Exercise aim ::
How do the lines below between the ones holding "Return the outline of every instance of the potted" and "--target white kitchen cabinet", inclusive, read? Give them again exactly, with no other lines.

Extracted data ::
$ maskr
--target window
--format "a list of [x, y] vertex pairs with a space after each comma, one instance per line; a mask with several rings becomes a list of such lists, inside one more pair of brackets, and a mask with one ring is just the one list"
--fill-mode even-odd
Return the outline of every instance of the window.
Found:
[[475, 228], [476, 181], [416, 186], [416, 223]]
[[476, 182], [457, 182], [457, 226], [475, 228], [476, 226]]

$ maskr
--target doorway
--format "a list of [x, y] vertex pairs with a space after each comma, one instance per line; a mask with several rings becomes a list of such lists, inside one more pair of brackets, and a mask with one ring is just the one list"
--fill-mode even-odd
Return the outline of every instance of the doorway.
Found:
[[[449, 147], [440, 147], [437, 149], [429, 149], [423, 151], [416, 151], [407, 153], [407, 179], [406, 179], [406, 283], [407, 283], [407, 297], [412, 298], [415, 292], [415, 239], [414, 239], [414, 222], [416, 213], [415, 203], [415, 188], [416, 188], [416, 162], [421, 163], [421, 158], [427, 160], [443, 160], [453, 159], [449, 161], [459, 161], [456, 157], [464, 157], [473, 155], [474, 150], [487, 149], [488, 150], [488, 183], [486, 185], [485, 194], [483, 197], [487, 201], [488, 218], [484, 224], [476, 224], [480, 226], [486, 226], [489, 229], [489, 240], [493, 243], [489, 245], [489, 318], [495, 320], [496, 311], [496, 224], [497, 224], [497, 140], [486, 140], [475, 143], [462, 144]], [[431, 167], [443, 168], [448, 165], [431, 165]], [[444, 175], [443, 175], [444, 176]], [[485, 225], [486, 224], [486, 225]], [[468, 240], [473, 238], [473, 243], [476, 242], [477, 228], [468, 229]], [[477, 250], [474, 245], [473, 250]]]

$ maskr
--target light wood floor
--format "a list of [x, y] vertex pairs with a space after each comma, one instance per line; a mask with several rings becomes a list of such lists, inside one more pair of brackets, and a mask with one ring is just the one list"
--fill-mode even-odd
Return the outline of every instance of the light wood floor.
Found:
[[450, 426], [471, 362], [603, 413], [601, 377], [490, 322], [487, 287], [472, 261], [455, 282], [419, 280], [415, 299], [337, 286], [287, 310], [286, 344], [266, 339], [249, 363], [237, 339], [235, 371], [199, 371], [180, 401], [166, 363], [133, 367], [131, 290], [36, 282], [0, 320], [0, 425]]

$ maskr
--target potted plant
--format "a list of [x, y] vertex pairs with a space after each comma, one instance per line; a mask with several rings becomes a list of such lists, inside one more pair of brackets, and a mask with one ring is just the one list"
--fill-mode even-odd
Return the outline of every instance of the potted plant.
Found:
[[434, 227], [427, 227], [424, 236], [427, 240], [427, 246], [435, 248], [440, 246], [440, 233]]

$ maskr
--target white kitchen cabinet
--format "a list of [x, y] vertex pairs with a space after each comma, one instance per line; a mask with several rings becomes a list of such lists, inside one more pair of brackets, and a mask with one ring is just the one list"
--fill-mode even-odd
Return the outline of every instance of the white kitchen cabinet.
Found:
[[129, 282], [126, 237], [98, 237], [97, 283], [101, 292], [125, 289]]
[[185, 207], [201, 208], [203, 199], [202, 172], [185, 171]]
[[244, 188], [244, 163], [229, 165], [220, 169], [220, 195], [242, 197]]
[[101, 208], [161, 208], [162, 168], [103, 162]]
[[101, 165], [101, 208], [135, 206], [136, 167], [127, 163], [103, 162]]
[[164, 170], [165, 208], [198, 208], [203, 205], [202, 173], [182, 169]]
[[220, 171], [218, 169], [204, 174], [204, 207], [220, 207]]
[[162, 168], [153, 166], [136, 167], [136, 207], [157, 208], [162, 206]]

Output of the exercise ::
Return the outline of every instance of the potted plant.
Found:
[[434, 227], [427, 227], [424, 236], [427, 240], [427, 246], [435, 248], [440, 246], [440, 233]]

$ maskr
--target white kitchen cabinet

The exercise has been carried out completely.